### Data provided:
____________________
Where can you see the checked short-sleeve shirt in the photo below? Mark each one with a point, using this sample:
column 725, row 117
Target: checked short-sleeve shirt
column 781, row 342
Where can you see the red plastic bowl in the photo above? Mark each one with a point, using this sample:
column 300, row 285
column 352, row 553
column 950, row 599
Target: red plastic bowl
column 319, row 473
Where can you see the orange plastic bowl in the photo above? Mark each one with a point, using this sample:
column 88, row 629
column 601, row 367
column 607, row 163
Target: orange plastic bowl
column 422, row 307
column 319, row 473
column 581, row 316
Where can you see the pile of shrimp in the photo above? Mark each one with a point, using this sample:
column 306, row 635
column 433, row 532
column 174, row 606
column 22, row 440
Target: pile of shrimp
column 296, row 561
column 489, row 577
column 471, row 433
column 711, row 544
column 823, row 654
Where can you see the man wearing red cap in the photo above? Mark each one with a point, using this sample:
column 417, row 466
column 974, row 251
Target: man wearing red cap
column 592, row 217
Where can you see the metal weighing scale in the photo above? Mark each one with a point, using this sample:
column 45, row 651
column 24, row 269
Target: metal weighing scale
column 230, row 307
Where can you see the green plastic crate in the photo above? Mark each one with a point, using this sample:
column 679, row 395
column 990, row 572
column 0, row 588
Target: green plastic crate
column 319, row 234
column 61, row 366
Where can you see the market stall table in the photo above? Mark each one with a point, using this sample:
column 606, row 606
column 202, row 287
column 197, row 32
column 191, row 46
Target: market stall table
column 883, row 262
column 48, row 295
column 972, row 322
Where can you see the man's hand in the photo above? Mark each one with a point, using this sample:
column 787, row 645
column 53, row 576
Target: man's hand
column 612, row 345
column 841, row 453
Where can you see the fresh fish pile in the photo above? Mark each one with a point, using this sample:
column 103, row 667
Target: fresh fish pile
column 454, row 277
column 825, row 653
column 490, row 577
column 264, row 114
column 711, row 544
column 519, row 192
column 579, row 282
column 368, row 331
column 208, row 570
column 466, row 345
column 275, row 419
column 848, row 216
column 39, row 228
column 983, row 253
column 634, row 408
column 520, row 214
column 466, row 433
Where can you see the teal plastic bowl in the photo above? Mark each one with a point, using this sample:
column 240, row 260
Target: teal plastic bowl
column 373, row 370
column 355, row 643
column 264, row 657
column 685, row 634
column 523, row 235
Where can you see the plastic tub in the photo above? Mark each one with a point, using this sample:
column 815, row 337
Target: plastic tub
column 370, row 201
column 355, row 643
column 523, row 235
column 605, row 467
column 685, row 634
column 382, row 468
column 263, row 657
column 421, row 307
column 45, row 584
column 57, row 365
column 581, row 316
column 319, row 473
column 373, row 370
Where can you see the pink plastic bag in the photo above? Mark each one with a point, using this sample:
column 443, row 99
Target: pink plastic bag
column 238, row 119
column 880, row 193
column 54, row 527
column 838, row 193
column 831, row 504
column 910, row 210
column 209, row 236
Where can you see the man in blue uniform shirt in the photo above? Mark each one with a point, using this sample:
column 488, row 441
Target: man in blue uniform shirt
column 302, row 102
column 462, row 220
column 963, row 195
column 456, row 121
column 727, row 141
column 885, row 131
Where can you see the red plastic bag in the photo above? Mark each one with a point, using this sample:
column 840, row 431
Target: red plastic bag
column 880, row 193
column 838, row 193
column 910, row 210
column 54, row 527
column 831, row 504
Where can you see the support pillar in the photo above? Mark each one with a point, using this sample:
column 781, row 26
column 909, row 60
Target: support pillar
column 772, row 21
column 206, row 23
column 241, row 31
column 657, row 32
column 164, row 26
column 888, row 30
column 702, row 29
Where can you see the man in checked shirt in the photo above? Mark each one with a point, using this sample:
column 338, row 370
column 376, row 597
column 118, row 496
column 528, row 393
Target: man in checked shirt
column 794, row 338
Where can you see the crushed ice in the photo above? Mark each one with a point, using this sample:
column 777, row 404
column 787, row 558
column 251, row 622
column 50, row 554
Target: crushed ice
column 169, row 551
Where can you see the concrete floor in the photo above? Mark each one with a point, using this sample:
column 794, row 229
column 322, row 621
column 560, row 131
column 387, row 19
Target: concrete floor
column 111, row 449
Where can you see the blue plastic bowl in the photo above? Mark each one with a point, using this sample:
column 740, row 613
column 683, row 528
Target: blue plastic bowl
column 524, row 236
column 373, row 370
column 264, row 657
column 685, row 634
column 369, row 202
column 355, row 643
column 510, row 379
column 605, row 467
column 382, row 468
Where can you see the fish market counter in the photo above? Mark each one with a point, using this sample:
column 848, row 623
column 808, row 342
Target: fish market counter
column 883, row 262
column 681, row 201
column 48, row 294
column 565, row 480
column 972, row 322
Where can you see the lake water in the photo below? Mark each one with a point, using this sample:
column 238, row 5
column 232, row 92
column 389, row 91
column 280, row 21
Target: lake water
____________________
Sift through the material above and copy each line that holds "water".

Where can you see the lake water in the photo below? Mark each one with a point, using this sample:
Target: lake water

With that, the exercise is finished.